═════ 節選文本 ═════
第十四章 科學·宗教·意識形態(第6/13頁)

用“實證科學”,尤其是實驗科學的標準來衡量,這些新學科創下的紀錄算不得多麽驚人,盡管其中的三門:經濟學、統計學和語言學,也許已經可以聲稱自己取得了名副其實的一系列成就(見《革命的年代》第十五章)。經濟學和數學的關系變得緊密而直接[這是兩位法國人庫爾諾和瓦爾拉(L.Walras,1834—1910)促成的],統計學在社會現象研究中的應用已相當普遍和有效,從而促進了它在物理學中的應用。至少,攻讀以麥克斯韋為先驅的統計學淵源的學生們是這樣做的。社會統計學無疑比以往任何時候都蓬勃興盛,應用這門學科的人在公共部門裏求職毫無困難。自1853年起,國際統計學大會不時舉行,令人欽佩的著名學者法爾博士(William Farr,1807—1883)當選為皇家學會(Royal Society)會員後,統計學作為一門學科的地位也隨之得到了公認。語言學則沿著另一條路線發展,下面我們將會談到。

然而,從總體上看,這些成果並無驚人之處。1870年前後在英國、奧地利和法國同時發展起來的邊際效用學派,表面上漂亮精致,實際上卻顯然遠比“政治經濟學”狹窄(甚至也比固執的德國“歷史經濟學派”更狹窄);就此而言,邊際效用學派是采取一種不太現實的解決經濟問題的方法。在自由主義社會中,社會科學不同於自然科學,它並未刺激工藝技術進步。既然經濟的基本模式看來已臻於完善,有待解決的重大問題,例如收入增長、可能發生的經濟崩潰、收入分配等等,已不復存在。事實上,那些尚未解決的問題,就交由市場經濟的自發作用(下文將圍繞這個問題進行分析)去解決,只要這些問題是人們不能解決的。盡管如此,事情畢竟在逐步改善和進步,似乎無須經濟學家們集中精力研究這門學科中更為深層的問題。
═════
請從上面那段論述十九世紀社會科學發展的文字最後一句之後接著寫下去。 下面這些行出自另一個來源。
═════ 原始數據 ═════
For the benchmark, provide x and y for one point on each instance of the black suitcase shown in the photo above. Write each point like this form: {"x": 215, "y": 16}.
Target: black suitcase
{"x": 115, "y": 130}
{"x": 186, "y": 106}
═════
* 練習答案 *
資產階級思想家們依然關心的,與其說是資本主義世界的經濟問題,不如說是社會和政治問題,對於法國和德國來說,更是如此。在法國,革命的危險仍然留在人們的記憶中;在德國,隨著工人運動的興起,爆發革命的危險已經開始顯露。但是,德國思想家們雖然從未全盤接受大量湧入的極端自由主義理論,他們卻如同隨處可見的保守派那樣,擔心建立在自由資本主義基礎上的社會將被證明是危險和不穩定的社會,他們苦無良策,唯一的建議是進行預防性的社會改革。社會學家的社會概念是類似生物學的“社會有機體”概念,它與階級鬥爭概念全然不同,是一種所有的社會集團各司其職、相互合作的概念,充其量是披上了19世紀外衣的陳舊保守主義,因而很難與這個世紀的另一種生物學概念彼此相容,後者以主張變化和進步(即“進化”)為其特征。前者實際上只是為宣傳提供了良好基礎,但不是為科學。

因此,這個時代唯一提出了闡述社會結構和社會變化的綜合理論思想家,就是主張社會革命的馬克思,他受到了經濟學家、歷史學家和社會學家的尊敬和贊譽,至今仍為人所敬仰。這是一個了不起的成就,因為馬克思的同時代人(除了某些經濟學家),不是已被今天受過良好教育的人忘得一幹二凈,就是經歷了一個世紀的風吹雨打後已經憔悴不堪,幸好今天在思想庫裏搜尋古物的人還能從他們的著作中重新發現已被遺忘的功績。但是,孔德或斯賓塞無論如何總是知識界的重要人物,這件事並不令人驚異,令人驚異的倒是那位曾被視為當今亞裏士多德的人突然消失了。孔德和斯賓塞在他們活著的時候其知名度之高和影響力之大,是馬克思無法比擬的。馬克思的《資本論》在1875年被一個不知其名的德國專家批評為一個自學成才者的作品,對以往25年的進展一無所知。[12] 因為在此時的西方,認真看待馬克思的只有國際工人運動,尤其是德國日益高漲的社會主義運動,可是即使在德國,他對知識界的影響也微乎其微。然而,在革命形勢日益高漲的俄國,知識分子們卻如饑似渴地閱讀馬克思的作品。《資本論》德文第一版(1867年)印了1000冊,整整五年才賣完,可是1872年此書的俄文版也印了1000冊,卻不到兩個月就被一搶而光。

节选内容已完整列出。